WHAT YOU NEED TO DO - Copy out, word for word, the lines below from the one containing "Target: distant land" up to and including the one containing "256 169 L 256", and nothing else.

EXTRACTED MATERIAL -
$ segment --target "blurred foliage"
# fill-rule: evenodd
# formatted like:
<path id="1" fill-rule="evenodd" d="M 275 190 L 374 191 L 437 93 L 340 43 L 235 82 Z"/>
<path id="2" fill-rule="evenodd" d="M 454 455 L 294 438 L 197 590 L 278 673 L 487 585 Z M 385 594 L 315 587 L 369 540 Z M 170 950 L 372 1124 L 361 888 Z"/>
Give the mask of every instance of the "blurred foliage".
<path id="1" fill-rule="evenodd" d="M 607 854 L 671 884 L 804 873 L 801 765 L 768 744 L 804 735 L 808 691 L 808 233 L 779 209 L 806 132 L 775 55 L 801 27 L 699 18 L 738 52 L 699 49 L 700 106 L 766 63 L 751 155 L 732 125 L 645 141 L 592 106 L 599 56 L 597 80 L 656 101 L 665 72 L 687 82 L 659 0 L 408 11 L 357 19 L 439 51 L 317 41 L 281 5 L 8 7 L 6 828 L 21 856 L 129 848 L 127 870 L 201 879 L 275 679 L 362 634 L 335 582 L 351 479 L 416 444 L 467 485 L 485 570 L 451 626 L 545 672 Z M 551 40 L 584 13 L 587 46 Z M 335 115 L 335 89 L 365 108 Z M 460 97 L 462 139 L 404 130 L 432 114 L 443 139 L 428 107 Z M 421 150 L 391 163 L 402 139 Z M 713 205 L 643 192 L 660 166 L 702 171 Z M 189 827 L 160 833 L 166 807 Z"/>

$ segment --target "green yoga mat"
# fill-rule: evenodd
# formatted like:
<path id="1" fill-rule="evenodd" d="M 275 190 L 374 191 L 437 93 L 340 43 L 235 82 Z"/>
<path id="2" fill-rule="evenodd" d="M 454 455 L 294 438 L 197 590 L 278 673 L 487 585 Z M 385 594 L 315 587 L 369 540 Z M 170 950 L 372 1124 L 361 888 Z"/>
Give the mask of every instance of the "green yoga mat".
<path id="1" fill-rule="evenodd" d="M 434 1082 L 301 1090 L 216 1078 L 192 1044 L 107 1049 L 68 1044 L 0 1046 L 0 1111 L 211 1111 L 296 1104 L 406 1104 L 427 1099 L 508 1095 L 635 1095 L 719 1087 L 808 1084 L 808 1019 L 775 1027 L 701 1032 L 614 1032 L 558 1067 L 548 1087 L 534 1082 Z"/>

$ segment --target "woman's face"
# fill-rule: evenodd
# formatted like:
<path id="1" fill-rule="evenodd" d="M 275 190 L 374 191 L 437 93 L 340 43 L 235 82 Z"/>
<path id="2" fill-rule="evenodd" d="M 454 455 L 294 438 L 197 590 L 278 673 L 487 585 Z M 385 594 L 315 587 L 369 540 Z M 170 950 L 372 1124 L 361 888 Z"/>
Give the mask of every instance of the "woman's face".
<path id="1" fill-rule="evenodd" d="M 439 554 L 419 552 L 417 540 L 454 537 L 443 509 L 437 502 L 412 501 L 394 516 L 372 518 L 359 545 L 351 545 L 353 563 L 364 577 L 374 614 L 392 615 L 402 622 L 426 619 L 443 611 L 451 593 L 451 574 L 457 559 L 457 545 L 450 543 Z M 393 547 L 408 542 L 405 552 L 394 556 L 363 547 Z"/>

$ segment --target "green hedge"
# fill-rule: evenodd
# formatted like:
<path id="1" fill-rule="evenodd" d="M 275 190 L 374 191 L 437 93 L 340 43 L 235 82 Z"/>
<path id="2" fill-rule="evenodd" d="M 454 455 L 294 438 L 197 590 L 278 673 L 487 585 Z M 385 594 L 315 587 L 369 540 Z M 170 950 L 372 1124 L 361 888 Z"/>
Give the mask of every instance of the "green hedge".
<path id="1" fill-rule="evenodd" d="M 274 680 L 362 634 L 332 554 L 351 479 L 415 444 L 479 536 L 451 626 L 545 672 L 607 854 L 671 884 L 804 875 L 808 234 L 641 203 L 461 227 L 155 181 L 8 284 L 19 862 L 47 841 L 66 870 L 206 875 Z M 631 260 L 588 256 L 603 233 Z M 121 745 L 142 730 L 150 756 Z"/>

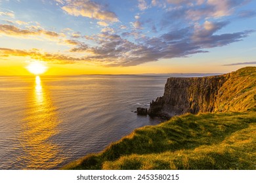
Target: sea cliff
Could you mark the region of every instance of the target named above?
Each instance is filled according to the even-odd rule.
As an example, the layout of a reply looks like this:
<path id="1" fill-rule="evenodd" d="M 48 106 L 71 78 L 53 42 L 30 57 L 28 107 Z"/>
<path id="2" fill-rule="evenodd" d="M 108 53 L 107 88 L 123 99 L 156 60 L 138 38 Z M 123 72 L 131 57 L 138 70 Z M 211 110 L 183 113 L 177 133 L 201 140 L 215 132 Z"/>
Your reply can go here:
<path id="1" fill-rule="evenodd" d="M 255 67 L 216 76 L 170 78 L 150 114 L 188 114 L 135 129 L 63 169 L 256 169 L 255 104 Z"/>
<path id="2" fill-rule="evenodd" d="M 150 103 L 152 116 L 245 111 L 255 106 L 256 67 L 198 78 L 169 78 L 164 94 Z"/>

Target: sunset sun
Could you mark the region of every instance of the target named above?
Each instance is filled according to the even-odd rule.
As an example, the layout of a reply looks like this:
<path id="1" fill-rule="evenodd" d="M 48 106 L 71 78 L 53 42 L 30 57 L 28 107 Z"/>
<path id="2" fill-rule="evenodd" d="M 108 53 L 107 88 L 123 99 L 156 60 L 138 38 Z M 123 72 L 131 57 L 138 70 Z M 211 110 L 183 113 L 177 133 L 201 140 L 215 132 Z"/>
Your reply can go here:
<path id="1" fill-rule="evenodd" d="M 47 70 L 47 67 L 40 62 L 35 61 L 30 63 L 26 69 L 32 74 L 41 75 Z"/>

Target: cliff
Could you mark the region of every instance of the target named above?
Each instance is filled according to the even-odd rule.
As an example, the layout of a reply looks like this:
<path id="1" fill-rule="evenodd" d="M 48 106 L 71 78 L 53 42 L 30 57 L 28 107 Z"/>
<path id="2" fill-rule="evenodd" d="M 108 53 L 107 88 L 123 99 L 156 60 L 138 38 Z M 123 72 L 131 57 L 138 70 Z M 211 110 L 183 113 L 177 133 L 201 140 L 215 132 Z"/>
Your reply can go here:
<path id="1" fill-rule="evenodd" d="M 148 114 L 167 118 L 184 113 L 242 112 L 256 106 L 256 67 L 200 78 L 169 78 L 164 94 Z"/>
<path id="2" fill-rule="evenodd" d="M 216 76 L 170 78 L 163 96 L 151 104 L 152 115 L 211 112 L 135 129 L 63 169 L 255 169 L 255 67 Z"/>

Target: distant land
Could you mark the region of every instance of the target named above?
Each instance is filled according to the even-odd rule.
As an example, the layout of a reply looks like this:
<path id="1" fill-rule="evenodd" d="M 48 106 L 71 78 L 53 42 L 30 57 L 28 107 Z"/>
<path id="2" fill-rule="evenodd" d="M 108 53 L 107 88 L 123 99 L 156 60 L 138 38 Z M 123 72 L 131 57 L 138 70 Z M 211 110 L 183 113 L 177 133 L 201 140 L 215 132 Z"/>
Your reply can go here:
<path id="1" fill-rule="evenodd" d="M 256 169 L 256 67 L 169 78 L 150 110 L 175 116 L 63 169 Z"/>

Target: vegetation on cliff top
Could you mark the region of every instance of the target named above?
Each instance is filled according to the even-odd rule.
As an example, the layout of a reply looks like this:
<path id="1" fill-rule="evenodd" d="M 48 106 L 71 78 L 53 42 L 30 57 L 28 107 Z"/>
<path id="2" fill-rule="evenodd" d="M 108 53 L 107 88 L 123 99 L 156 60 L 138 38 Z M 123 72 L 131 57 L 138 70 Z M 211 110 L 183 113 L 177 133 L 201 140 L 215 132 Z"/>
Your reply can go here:
<path id="1" fill-rule="evenodd" d="M 256 169 L 255 71 L 230 74 L 236 80 L 224 86 L 220 101 L 226 112 L 184 114 L 139 128 L 63 169 Z"/>
<path id="2" fill-rule="evenodd" d="M 219 91 L 217 111 L 242 112 L 255 107 L 256 67 L 242 68 L 228 75 Z"/>

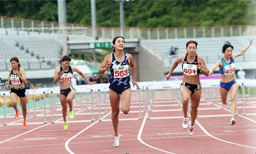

THE RESULT -
Target: distant land
Could you mark the region of every instance of the target named above?
Each instance is filled according to the even-odd rule.
As an example, the layout of a reply looks like this:
<path id="1" fill-rule="evenodd" d="M 48 106 L 71 78 L 53 42 L 30 57 L 28 107 Z"/>
<path id="2" fill-rule="evenodd" d="M 108 53 L 107 88 L 123 99 L 156 60 L 138 38 Z M 123 72 L 131 57 L 138 70 Z M 211 110 L 183 113 L 177 133 L 201 140 L 215 132 Z"/>
Your reply can go here:
<path id="1" fill-rule="evenodd" d="M 256 169 L 256 67 L 169 78 L 150 110 L 175 116 L 63 169 Z"/>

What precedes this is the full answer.